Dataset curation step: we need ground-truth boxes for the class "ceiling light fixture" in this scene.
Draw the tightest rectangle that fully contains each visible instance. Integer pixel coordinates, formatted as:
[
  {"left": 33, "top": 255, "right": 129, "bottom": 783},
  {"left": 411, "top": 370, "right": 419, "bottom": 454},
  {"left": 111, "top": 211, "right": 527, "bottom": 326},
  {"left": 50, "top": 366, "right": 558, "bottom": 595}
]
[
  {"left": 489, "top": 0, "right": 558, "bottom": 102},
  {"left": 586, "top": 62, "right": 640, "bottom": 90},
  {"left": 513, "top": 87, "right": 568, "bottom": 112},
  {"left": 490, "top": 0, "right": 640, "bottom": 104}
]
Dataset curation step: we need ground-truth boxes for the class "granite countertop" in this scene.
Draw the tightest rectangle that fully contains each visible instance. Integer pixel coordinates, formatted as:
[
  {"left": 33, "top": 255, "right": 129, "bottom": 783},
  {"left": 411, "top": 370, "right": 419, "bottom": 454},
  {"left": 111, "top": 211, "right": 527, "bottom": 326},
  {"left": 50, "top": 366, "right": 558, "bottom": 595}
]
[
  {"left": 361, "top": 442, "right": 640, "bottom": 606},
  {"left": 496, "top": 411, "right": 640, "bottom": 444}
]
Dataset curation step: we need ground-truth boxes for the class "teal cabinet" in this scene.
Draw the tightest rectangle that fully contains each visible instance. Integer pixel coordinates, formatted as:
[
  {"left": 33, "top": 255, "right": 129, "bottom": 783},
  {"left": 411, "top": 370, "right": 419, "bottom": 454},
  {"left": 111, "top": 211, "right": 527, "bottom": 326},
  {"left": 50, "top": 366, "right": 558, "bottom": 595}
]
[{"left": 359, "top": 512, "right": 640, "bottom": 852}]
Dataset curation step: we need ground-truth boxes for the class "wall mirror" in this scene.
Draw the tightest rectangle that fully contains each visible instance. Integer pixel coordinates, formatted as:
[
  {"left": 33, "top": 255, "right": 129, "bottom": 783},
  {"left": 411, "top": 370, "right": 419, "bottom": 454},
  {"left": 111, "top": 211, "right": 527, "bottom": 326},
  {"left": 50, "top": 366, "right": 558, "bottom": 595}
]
· · · ·
● Work to complete
When you answer, repeat all of the material exactly as given.

● Solution to this exercise
Dataset curation step: we need ground-truth boxes for the class "ceiling light fixture" in this scene.
Draw the tightest rectangle that fully contains each visible instance. Integer pixel coordinates, formatted as:
[
  {"left": 33, "top": 255, "right": 129, "bottom": 783},
  {"left": 411, "top": 370, "right": 419, "bottom": 454},
  {"left": 111, "top": 211, "right": 527, "bottom": 326},
  {"left": 50, "top": 366, "right": 558, "bottom": 595}
]
[
  {"left": 489, "top": 0, "right": 558, "bottom": 102},
  {"left": 586, "top": 62, "right": 640, "bottom": 90},
  {"left": 513, "top": 87, "right": 568, "bottom": 112},
  {"left": 490, "top": 0, "right": 640, "bottom": 104}
]
Dataset curation step: we need ground-truth boxes for the class "granite countertop" in this scene.
Draw the tightest rectangle that fully contains each visible instance. Integer pixel coordinates, formatted as:
[
  {"left": 33, "top": 255, "right": 129, "bottom": 783},
  {"left": 411, "top": 370, "right": 419, "bottom": 454},
  {"left": 111, "top": 211, "right": 527, "bottom": 326},
  {"left": 50, "top": 366, "right": 558, "bottom": 595}
]
[
  {"left": 361, "top": 442, "right": 640, "bottom": 606},
  {"left": 496, "top": 411, "right": 640, "bottom": 444}
]
Dataset curation step: we need ground-truth boxes for the class "teal cabinet" in this scene.
Draw the tightest rectangle that fully contains each visible instance. Integer pixel coordinates, formatted as:
[
  {"left": 33, "top": 255, "right": 129, "bottom": 783},
  {"left": 411, "top": 370, "right": 419, "bottom": 454},
  {"left": 111, "top": 211, "right": 527, "bottom": 326},
  {"left": 50, "top": 366, "right": 558, "bottom": 595}
]
[{"left": 359, "top": 512, "right": 640, "bottom": 852}]
Dataset curation step: we need ground-truth boxes for the class "wall mirror" in this scene.
Draw the tightest rectangle that fully contains each visible instance. Integer pixel coordinates, formatted as:
[
  {"left": 33, "top": 255, "right": 129, "bottom": 783},
  {"left": 411, "top": 370, "right": 419, "bottom": 454},
  {"left": 111, "top": 211, "right": 527, "bottom": 326},
  {"left": 50, "top": 366, "right": 558, "bottom": 595}
]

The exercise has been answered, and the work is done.